┌──

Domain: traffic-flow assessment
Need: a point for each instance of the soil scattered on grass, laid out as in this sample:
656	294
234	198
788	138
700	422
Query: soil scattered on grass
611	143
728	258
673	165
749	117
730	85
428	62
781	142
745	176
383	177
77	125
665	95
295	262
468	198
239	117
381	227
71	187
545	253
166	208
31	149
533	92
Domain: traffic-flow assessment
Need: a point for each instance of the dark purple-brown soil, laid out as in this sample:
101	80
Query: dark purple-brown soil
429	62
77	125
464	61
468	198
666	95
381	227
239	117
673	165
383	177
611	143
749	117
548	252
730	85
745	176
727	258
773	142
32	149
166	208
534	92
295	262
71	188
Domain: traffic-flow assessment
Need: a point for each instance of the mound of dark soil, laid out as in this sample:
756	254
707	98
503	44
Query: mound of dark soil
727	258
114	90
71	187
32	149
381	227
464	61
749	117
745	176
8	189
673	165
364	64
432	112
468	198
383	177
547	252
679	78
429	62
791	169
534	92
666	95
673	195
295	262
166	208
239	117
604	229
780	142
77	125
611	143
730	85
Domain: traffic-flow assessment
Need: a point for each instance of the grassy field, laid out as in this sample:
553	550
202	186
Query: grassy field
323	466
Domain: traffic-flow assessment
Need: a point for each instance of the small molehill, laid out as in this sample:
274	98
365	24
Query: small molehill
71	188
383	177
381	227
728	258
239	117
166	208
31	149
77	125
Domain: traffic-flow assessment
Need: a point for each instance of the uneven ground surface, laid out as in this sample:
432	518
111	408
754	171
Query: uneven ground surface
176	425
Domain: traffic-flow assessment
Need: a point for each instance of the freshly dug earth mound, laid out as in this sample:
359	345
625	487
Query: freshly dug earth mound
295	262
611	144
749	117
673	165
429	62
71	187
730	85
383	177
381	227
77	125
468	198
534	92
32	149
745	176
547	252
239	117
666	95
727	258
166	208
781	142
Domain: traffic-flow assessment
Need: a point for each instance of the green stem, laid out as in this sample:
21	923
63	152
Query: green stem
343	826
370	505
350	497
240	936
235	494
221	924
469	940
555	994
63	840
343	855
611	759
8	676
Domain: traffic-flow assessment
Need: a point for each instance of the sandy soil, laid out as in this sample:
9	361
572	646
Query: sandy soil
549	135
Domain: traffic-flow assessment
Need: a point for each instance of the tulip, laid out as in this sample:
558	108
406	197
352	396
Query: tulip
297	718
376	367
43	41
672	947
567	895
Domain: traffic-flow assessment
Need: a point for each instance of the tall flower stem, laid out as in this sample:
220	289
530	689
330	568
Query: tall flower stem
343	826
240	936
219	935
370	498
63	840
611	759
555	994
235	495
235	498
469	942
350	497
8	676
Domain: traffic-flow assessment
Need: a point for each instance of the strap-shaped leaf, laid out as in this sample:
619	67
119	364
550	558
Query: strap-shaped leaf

└──

DIRECTIONS: Scan the preceding records line by line, and state how many lines contain "strap". Nothing else belongs in the answer.

ANSWER SPACE: 2